- **Provided passage**:
As these stories become myths, they begin to overshadow the realities of event planning and the efforts of students to rebuild trust and reinstate a widely loved tradition. At the 5Cs, Halloween is not a free-for-all; it is a carefully planned event supported by the student government’s diligent students.
Rebecca Yao SC ’26, executive vice president of SAS, was also a first-year member of SAS at the time of the shutdown.
“The main difference between this and [my] freshmen year, when the whole fiasco happened, was that it was right after COVID, everyone was excited to go out, so that party was shut down obviously, very quickly,” Yao said. “There were maybe things we could have done to avoid that, but we also had a capacity limit. The lines were taking a really long time; they went literally down to CMC, people had fake printed wristbands and then [campus security] was really cracking down on that.”
For SAS, this event served as a catalyst for change. Now, they offer more wristbands and account for larger crowds. These changes have allowed them to develop better relationships with both school administration and the student body.

- **Task details**:
Continue the article about the 5Cs Halloween party, picking up after its final paragraph.

[Region pointing data]

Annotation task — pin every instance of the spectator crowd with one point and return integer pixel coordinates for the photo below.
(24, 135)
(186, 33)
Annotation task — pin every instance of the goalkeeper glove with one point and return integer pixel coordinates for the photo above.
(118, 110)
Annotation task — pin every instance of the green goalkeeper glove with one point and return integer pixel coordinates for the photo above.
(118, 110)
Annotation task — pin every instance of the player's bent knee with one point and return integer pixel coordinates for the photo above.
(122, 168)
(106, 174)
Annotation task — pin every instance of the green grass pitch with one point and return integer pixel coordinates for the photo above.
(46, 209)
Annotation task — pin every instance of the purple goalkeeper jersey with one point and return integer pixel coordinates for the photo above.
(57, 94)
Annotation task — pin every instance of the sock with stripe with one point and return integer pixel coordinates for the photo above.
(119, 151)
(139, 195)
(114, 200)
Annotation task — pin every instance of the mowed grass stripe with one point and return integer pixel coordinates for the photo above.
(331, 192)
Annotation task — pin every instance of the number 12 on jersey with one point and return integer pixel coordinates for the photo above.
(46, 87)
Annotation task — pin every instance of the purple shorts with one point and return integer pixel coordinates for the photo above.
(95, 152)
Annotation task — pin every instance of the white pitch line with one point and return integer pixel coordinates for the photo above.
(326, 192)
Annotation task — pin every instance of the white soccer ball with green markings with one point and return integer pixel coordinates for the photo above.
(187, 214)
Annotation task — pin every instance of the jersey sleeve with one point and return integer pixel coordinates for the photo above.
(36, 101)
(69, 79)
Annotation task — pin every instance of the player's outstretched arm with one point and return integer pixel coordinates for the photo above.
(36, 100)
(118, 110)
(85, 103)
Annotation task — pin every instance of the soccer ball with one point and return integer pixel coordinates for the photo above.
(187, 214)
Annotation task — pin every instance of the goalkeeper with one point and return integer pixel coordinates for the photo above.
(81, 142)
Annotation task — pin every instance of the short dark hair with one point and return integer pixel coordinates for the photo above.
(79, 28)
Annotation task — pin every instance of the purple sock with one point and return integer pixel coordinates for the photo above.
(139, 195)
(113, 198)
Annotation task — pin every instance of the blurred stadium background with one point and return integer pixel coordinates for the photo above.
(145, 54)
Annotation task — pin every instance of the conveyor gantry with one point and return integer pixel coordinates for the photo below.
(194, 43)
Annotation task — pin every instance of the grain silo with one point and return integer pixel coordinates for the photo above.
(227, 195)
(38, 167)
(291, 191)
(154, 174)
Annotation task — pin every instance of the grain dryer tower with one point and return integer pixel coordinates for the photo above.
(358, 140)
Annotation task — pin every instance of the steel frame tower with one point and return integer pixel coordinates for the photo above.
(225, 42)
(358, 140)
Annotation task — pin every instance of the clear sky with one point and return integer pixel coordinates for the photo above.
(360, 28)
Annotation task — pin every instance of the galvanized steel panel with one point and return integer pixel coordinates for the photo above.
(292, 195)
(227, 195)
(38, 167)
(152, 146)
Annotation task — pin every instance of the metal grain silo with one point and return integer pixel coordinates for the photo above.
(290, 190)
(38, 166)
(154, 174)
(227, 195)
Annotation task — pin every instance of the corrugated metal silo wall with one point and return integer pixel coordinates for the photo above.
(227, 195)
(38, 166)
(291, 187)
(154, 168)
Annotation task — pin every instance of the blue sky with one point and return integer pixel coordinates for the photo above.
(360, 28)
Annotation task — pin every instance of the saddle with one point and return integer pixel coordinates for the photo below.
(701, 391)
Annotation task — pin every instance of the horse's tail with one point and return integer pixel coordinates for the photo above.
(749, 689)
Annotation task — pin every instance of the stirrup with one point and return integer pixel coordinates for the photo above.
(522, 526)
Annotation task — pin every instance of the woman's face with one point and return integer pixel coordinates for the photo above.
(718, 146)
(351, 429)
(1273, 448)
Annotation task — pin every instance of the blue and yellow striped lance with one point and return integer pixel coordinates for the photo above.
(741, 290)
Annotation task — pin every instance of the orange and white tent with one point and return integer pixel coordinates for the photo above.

- **Task answer**:
“After they did a very successful Baywatch [party], it seemed like they had a lot of trust between [SAS] and the administration,” Hussey said.
Yao also pointed out how SAS has made a conscious effort to present itself as the face of this party, rather than campus security, which helps in building trust with the wider student body.
“We are mostly there as students to be the ones checking wristbands, to be the ones letting students in,” Yao said. “[Campus security] is there for support genuinely because we don’t want them to be the bouncers and to be managing it. We want people to see a friendly face when they’re coming into the event.”
Yao expressed that students don’t always know what is going on behind the scenes and the work that event planning committees often do to build trust with the administration, so that students have the opportunity to attend parties such as this Halloween.
Students often don’t realize that while they are doing each other’s Halloween makeup or watching a scary movie before a night out, SAS and PEC are running around finalizing party plans.
“Probably four hours before the party, we were filling up those water jugs in that one water filler [in Seal Court],” August Kerley PO ’29, a PEC Member, said. “So that was really stressful. It’s very hectic behind the scenes and I almost feel like a lot of the time [people] are like, ‘who’s in charge of the party?’ [They think that] the party just kind of happens.”
For committee members who spent weeks troubleshooting and negotiating, stepping into the crowd felt like a sigh of relief. Months of planning revealed themselves through the smiles on students’ faces as Columbia Avenue erupted with music.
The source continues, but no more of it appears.